• [Consigne]: Reprenez l'article ci-dessous sur l'attentat au Liban et écrivez la suite à partir de sa dernière phrase.

• [Article de départ]:
+++++
Perspective

L’attentat terroriste au Liban ouvre un nouveau front dans la guerre américano-israélienne au Moyen-Orient.

Mardi et mercredi, des milliers d'appareils de communication mobiles piégés à l’aide d’explosifs par Israël ont explosé dans tout le Liban, tuant des dizaines de personnes, notamment des membres de l’organisation Hezbollah soutenue par l’Iran, et en blessant des milliers d’autres.

Les premiers intervenants de la Défense civile transportent un homme blessé après l'explosion de son bipeur portatif, dans la ville portuaire de Sidon, dans le sud du Liban, mardi 17 septembre 2024. [AP Photo]

Les attentats terroristes de masse perpétrés par Israël contre le peuple libanais constituent un crime de guerre flagrant. Ils violent les lois de la guerre en matière d'assassinat, de trahison et d'interdiction des bombardements aveugles.
+++++
• [Données fournies]:
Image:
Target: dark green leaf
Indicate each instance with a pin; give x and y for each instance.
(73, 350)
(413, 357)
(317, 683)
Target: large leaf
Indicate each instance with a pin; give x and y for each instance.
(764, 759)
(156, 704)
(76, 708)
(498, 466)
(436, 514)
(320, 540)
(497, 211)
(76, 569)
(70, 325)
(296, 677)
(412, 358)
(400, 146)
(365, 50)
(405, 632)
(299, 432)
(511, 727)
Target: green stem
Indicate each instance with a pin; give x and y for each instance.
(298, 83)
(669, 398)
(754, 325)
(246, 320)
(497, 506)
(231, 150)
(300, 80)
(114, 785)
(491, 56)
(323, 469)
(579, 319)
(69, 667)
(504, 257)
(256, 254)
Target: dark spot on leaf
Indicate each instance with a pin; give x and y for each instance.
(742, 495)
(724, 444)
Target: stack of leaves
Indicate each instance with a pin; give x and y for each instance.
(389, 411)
+++++
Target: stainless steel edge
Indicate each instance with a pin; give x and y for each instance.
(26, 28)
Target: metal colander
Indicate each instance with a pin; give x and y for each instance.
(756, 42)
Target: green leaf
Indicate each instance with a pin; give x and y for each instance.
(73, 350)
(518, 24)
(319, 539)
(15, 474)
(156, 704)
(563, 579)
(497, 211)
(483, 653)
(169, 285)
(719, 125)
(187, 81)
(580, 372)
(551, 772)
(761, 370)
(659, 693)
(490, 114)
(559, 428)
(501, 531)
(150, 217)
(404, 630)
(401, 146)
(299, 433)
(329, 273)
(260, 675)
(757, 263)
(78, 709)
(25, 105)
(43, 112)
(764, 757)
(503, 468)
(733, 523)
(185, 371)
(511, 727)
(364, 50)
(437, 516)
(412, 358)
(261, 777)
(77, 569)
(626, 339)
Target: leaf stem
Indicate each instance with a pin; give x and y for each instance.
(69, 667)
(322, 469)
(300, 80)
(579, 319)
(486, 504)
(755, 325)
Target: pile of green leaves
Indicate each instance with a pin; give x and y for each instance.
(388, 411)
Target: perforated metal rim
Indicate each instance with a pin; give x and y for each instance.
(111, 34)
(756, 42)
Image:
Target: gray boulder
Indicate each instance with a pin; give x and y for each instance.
+++++
• [Réponse]:
«Le droit international humanitaire interdit l'utilisation d’objets piégés – des objets qui attirent les civils ou qui sont associés à un usage civil quotidien normal – précisément pour éviter de mettre les civils en danger et de produire les scènes dévastatrices qui continuent de se dérouler à travers le Liban», a déclaré dans un communiqué Lama Fakih, directrice de la division Moyen-Orient et Afrique du Nord à Human Rights Watch.

Le New York Times a décrit la mort d'une victime de l'attaque âgée de neuf ans :

«Fatima était dans la cuisine mardi quand un bipeur sur la table a commencé à émettre un bip», a déclaré sa tante. « Elle a ramassé l'appareil pour l'apporter à son père et le tenait quand il a explosé, la mutilant le visage et laissant la pièce couverte de sang», a-t-elle déclaré. «Fatima essayait de suivre des cours en anglais», a déclaré Mme Mousawi. «Elle adorait l'anglais.»

Si ces crimes ont été commis par le gouvernement et l'armée israéliens, ils ont été orchestrés avec l'aide du soutien financier, militaire et politique illimité des États-Unis et d'autres puissances impérialistes à Israël dans le cadre de leur campagne d'assujettissement et de domination du Moyen-Orient.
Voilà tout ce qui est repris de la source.